*Requirements*.
**a.** Which degrees does the scholar biographies text list for Carlos Bernal?
**b.** According to the scholar biographies text, which area within general jurisprudence does Carlos Bernal's scholarship focus on in particular? Answer in one to three sentences.
**c.** Pick up the scholar biographies text after its last sentence and continue it.

Carlos Bernal is Justice of the Colombian Constitutional Court (since May 2017) and an Associate Professor at Macquarie Law School (Sydney, Australia). His scholarship focuses on constitutional rights’ interpretation, comparative constitutional change, general jurisprudence – in particular on the intersection between social ontology and legal theory, and the philosophical foundations of tort law.
His qualifications include a LL.B. from the University Externado of Colombia (Bogotá – Colombia) (1996), a S.J.D. from the University of Salamanca (Spain) (2001), and a M.A. (2008) and a Ph.D. in Philosophy (2011) from the University of Florida (U.S.A). He has held visiting professorships at the Faculties of Law of the Universities of Paris I (Sorbonne) and X (Nanterre), and the Universty of Leon (Spain), and Senior Research Fellowships at the Yale Law School, the Kings’ College Law School,and the Max Plack Institute for Comparative Public Law and International Law (Heidelberg).
Associate Professor Paul Blokker holds a Ph.D. from the European University Institute, and is currently in the Department of Sociology and Economic Law, University of Bologna. Until recently, he was associate professor and Jean Monnet Chair in European Political Sociology, and programme director of the MA programme Sociology in European Context, at the Institute of Sociological Studies, Charles University, Prague.

*Given material*.
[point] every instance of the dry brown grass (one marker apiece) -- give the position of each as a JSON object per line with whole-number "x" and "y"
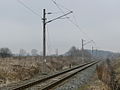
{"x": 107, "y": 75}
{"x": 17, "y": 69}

*The replies*.
**a.** An LL.B. from the University Externado of Colombia (1996), an S.J.D. from the University of Salamanca (2001), an M.A. from the University of Florida (2008), and a Ph.D. in Philosophy from the University of Florida (2011).

**b.** Within general jurisprudence, Carlos Bernal's scholarship focuses in particular on the intersection between social ontology and legal theory.

**c.**
He is a member of the International Editorial Board of the European Journal of Social Theory, member of Editorial Collective of the journal Social Imaginaries, co-editor in the book series Social Imaginaries, a board member of the Research Network 32 European Political Sociology, European Sociological Association, and member of the International Editorial Board for Partecipazione e Conflitto/Participation and Conflict (FrancoAngeli).
Bojan Bugarič is Professor (Chair in Law) at the University of Sheffield, Department of Law. His research focuses on comparative constitutional law, international economic law and law/political economy of the European integration. He can be reached at B.Bugaric[at]sheffield.ac.uk.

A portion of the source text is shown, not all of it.